> **INPUT**
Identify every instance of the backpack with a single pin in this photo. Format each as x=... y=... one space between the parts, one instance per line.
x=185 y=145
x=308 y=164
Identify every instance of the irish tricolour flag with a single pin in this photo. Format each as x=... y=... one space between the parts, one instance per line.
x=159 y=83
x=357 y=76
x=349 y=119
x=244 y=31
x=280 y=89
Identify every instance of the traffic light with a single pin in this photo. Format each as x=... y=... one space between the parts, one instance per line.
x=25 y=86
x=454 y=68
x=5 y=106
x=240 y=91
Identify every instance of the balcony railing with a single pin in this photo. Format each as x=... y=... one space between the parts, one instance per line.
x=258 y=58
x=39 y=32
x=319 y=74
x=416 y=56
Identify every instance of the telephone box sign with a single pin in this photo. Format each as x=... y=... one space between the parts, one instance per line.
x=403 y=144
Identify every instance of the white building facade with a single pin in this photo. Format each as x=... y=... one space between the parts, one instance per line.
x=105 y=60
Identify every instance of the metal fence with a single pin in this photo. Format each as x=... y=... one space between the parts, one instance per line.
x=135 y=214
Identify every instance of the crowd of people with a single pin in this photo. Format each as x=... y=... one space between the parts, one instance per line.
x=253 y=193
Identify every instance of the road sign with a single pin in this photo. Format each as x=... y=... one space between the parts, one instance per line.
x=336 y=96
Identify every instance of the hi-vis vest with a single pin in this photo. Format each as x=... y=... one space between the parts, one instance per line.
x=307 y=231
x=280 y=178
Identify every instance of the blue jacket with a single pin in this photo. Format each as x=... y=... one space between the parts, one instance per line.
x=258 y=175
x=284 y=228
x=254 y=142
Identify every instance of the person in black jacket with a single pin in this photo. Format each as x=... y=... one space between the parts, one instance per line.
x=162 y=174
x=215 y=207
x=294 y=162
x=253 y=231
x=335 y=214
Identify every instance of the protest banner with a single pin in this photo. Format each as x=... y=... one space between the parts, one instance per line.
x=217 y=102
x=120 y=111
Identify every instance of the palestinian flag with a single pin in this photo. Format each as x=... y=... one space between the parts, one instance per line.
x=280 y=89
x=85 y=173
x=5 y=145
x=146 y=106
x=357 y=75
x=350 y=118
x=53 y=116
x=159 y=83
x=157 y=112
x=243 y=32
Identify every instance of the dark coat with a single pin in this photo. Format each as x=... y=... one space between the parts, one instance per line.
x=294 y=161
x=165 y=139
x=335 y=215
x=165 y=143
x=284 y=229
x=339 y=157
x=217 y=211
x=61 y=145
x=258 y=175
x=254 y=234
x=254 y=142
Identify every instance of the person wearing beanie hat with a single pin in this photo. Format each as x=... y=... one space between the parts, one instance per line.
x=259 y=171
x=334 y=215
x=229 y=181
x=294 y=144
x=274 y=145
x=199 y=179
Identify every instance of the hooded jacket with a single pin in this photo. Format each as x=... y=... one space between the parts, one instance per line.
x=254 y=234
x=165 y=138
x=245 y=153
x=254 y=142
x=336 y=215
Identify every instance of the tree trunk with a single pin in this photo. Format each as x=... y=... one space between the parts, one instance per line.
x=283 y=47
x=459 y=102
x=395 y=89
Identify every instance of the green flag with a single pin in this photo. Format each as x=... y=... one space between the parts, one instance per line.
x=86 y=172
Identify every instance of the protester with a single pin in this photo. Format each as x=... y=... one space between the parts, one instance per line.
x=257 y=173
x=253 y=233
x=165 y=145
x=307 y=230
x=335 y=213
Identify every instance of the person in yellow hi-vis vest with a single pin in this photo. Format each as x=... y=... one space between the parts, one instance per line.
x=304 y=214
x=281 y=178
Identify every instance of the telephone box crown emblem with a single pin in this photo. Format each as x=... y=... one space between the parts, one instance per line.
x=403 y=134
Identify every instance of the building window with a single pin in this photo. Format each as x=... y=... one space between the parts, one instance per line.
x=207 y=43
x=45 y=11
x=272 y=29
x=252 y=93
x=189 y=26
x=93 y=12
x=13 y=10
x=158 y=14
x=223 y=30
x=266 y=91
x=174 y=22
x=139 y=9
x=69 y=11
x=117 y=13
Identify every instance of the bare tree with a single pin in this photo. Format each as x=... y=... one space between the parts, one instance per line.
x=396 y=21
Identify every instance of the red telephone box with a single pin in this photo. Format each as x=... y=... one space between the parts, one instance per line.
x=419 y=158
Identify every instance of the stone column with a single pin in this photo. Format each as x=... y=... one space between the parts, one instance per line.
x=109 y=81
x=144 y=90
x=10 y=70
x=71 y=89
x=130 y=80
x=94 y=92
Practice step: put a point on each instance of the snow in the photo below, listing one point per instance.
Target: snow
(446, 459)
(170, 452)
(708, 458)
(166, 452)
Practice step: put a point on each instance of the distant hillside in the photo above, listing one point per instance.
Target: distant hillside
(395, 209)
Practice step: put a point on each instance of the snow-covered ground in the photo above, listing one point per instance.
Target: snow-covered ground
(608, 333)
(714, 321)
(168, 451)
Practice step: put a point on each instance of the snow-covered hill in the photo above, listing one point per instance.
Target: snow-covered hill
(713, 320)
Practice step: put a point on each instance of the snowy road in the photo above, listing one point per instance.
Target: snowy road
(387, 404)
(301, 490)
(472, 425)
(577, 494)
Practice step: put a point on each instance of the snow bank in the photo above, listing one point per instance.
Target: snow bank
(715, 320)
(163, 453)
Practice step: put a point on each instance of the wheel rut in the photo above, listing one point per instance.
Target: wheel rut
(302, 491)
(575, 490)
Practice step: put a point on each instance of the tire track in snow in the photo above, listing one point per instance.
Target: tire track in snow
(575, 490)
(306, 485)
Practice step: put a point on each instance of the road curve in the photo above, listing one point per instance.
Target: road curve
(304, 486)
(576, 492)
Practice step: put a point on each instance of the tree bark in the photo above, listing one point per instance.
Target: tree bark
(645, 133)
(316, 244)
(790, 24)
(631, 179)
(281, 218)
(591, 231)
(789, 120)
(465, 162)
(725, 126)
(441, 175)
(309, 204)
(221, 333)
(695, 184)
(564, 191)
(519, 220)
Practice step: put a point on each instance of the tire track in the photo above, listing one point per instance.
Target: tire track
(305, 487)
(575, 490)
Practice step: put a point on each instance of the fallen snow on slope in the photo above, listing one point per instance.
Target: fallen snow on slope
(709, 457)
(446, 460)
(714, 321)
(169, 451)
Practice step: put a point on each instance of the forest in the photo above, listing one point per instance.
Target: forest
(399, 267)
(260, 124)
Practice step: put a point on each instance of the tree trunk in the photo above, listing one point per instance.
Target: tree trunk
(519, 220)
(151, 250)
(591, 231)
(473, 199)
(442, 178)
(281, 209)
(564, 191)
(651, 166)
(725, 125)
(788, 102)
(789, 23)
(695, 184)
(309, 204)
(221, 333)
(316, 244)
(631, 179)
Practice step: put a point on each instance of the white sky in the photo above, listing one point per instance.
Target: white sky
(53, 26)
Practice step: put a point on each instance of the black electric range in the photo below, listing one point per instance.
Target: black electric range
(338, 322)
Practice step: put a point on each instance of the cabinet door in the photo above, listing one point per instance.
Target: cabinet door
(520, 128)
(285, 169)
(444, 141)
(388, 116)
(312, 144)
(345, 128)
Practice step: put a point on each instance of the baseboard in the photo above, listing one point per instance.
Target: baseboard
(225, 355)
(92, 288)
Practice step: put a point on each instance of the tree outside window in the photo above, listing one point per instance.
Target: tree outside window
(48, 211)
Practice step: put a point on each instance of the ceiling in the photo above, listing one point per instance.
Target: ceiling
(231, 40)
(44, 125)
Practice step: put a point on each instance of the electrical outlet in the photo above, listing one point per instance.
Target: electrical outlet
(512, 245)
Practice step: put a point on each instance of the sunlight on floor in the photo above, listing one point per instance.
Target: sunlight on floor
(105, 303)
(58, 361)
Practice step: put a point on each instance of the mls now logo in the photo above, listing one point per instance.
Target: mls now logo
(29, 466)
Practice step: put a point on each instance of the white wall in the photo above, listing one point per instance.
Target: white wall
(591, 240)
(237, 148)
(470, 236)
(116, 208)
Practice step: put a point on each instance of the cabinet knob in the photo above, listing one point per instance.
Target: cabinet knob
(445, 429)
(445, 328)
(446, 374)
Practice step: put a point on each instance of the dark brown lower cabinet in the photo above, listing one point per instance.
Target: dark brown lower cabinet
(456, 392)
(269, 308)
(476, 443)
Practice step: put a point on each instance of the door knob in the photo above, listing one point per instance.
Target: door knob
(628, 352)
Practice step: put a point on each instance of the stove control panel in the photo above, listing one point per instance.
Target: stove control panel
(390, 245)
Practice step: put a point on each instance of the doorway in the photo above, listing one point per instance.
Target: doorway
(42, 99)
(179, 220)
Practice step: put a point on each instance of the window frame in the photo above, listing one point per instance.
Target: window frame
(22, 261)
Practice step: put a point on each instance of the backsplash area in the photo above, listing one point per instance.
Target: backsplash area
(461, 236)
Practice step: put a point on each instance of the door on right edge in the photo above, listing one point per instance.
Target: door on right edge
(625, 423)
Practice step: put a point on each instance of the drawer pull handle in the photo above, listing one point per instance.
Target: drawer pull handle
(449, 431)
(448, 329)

> **WHAT THE EXERCISE ASKS**
Copy each line of the preceding data that contains the string "below".

> **ANSWER TO THE EXERCISE**
Practice step: put a point on each instance of the snow in the photo below, listing one point per instance.
Practice step: put a point on each instance of the black electric range in the photo below, listing one point per instance.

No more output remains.